Somewhere below, one line contains "of the pale" and a later line contains "of the tree". Output those two lines and everything between them exactly, and nothing else.

DATA IN THIS EXERCISE Block Start

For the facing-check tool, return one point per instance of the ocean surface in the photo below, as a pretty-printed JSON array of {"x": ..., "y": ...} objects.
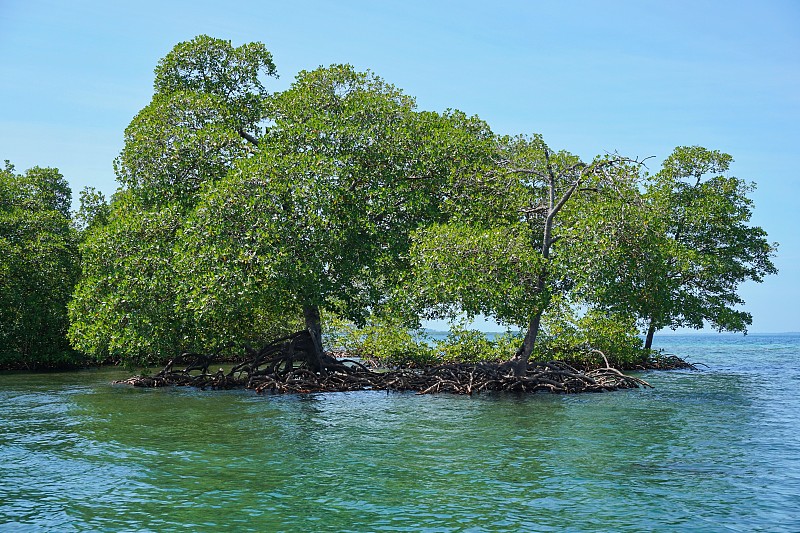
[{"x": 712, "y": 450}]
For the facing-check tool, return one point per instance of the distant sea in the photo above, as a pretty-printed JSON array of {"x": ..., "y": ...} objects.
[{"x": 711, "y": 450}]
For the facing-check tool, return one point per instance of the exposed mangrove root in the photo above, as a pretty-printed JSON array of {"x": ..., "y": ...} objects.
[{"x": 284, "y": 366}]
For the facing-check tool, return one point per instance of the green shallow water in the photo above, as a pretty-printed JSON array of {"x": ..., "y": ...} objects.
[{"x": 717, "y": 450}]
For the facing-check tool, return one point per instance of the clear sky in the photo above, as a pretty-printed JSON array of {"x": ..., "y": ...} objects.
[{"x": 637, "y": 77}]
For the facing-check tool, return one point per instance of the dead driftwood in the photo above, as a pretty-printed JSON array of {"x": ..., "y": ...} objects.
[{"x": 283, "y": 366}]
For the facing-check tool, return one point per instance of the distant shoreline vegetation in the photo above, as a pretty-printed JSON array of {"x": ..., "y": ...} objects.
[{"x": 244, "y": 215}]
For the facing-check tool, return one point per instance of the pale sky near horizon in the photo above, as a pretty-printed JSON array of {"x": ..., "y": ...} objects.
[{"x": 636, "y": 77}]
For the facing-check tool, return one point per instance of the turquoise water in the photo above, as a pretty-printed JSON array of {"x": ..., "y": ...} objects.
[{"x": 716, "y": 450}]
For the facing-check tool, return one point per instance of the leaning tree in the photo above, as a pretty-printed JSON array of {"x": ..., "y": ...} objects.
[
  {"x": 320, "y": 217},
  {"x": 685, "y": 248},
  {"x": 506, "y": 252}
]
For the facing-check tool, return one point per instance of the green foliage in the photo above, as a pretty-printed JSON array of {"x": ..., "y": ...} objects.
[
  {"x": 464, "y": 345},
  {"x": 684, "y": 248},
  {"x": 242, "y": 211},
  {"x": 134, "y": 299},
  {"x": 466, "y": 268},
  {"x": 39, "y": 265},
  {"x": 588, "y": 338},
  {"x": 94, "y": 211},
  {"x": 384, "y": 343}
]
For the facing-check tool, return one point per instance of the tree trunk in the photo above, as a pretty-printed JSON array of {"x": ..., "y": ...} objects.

DATA IN THIS EXERCISE Block End
DATA IN THIS EXERCISE Block Start

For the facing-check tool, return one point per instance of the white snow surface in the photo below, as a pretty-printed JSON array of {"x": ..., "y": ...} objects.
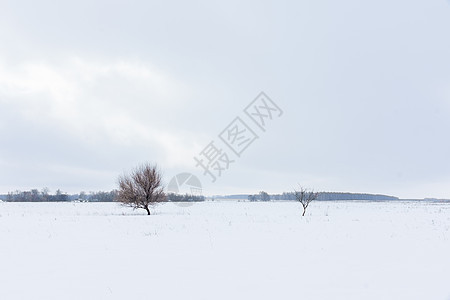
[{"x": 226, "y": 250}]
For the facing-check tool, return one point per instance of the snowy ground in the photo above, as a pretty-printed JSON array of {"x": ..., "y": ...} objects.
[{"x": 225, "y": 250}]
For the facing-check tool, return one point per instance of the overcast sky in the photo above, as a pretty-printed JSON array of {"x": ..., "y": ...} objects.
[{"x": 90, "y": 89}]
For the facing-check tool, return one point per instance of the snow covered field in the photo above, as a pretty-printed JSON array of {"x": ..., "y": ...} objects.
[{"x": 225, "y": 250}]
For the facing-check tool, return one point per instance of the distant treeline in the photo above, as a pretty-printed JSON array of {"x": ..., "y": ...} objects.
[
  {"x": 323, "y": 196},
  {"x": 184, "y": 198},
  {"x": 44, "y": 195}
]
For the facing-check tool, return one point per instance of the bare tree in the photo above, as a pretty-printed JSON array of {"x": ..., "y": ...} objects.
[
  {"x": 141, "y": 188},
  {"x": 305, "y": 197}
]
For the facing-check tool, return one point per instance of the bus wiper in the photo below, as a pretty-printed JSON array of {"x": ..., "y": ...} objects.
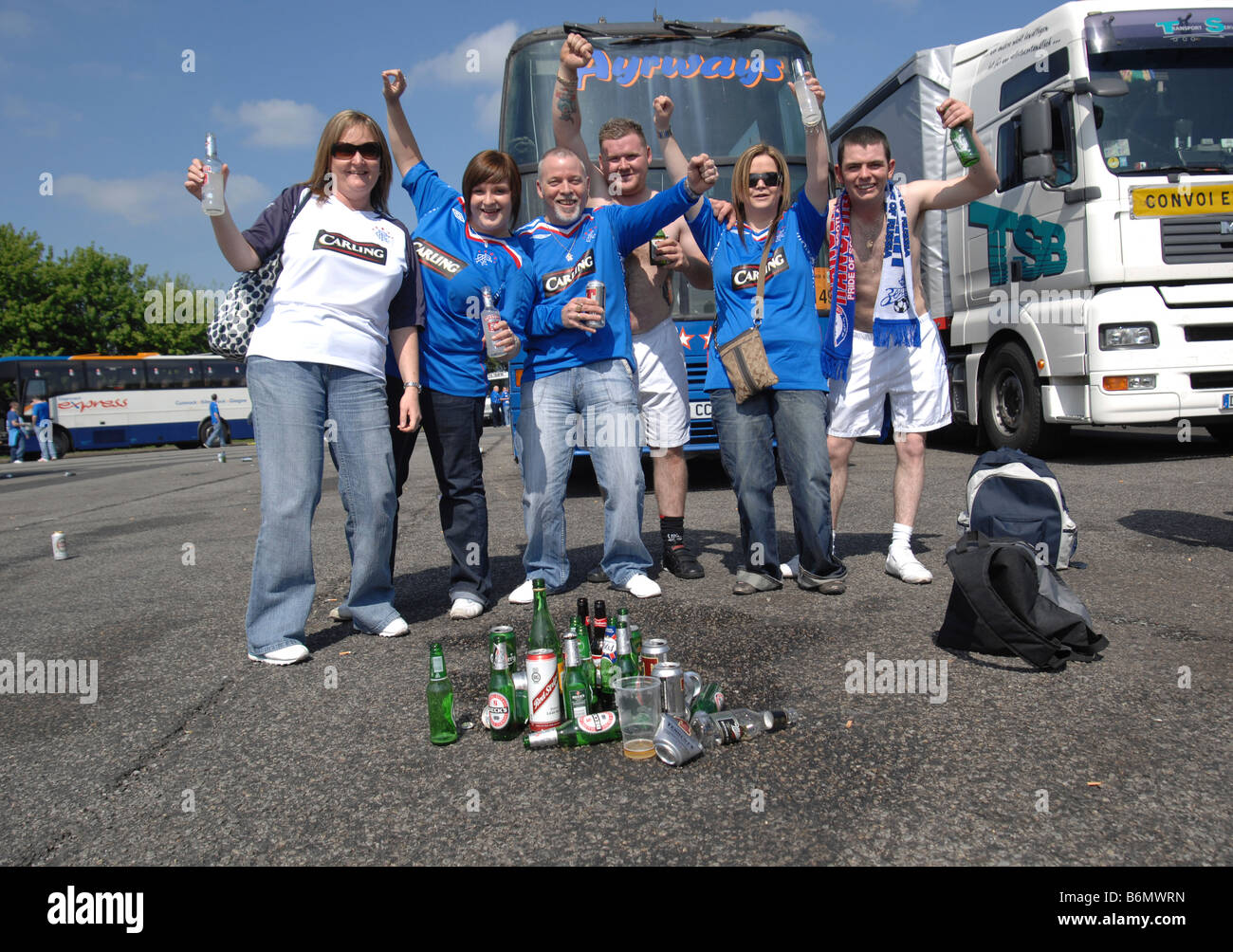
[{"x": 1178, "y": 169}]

DATA IN THIS EXERCISE Block End
DATA IN THIS EXERCISE Block Start

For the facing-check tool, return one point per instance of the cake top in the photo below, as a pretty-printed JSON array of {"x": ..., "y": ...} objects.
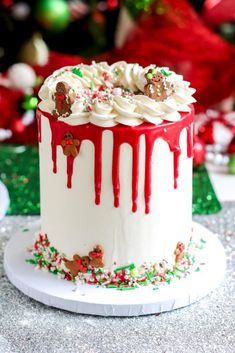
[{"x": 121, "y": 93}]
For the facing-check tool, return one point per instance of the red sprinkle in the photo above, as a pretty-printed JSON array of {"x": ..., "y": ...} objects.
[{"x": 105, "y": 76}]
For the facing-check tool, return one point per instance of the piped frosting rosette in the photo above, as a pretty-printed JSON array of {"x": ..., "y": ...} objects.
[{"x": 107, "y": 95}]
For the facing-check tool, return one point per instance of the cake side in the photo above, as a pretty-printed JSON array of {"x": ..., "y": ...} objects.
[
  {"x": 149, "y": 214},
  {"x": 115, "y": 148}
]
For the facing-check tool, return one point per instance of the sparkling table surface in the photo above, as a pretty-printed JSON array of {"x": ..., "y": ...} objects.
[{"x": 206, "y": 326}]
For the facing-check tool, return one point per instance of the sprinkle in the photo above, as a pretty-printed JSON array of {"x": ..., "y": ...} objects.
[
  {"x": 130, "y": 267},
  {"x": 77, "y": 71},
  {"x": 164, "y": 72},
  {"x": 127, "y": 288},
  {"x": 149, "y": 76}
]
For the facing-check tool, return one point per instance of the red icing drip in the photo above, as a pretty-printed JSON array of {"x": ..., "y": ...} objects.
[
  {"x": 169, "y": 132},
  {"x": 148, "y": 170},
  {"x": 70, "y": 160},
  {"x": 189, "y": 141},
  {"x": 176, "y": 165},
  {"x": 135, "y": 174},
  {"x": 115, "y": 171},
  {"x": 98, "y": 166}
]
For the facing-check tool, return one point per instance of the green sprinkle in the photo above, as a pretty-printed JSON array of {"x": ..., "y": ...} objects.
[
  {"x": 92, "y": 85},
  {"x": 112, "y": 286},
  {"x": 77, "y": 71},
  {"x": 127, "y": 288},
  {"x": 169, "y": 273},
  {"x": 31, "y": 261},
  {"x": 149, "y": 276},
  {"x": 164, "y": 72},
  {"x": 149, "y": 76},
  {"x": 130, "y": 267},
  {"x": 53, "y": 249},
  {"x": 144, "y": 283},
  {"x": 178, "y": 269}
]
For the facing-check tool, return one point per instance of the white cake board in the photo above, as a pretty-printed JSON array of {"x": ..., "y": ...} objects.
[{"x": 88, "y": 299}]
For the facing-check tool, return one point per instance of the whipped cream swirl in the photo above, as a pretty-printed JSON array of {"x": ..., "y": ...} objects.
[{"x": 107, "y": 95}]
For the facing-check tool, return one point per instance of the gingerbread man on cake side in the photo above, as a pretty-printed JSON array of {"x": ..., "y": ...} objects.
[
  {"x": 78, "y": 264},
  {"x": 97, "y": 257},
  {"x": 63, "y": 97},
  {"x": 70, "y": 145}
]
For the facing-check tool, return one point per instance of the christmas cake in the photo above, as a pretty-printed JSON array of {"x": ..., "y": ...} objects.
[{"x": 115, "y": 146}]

DATA IN THIS EXERCISE Block End

**OUTPUT FOR THIS EXERCISE**
For the facing-check tool, return one point per instance of the pale sky near horizon in the photo above, as a pretty-printed JSON array of {"x": ..., "y": ...} objects.
[{"x": 636, "y": 77}]
For the facing-check tool, return one point per instance of the turquoise water in the photo above, as a pretty-printed JSON array of {"x": ..., "y": ...} objects.
[{"x": 716, "y": 450}]
For the facing-check tool, return one point per instance of the leaning tree in the photo above, as a pretty-printed JSON array of {"x": ..., "y": ...} objects.
[
  {"x": 320, "y": 217},
  {"x": 685, "y": 248},
  {"x": 506, "y": 252}
]
For the facing-check tool, return one point per instance of the green foliage in the photo above, as a pretty-printed JSON array of {"x": ..., "y": ...} objects.
[
  {"x": 464, "y": 345},
  {"x": 684, "y": 248},
  {"x": 242, "y": 211},
  {"x": 134, "y": 299},
  {"x": 466, "y": 268},
  {"x": 39, "y": 265},
  {"x": 588, "y": 338},
  {"x": 94, "y": 211},
  {"x": 384, "y": 343}
]
For the facing-check tool, return one point per instance of the tree trunk in the photo above, as a pretty-printed JSON array of {"x": ..., "y": ...} objects.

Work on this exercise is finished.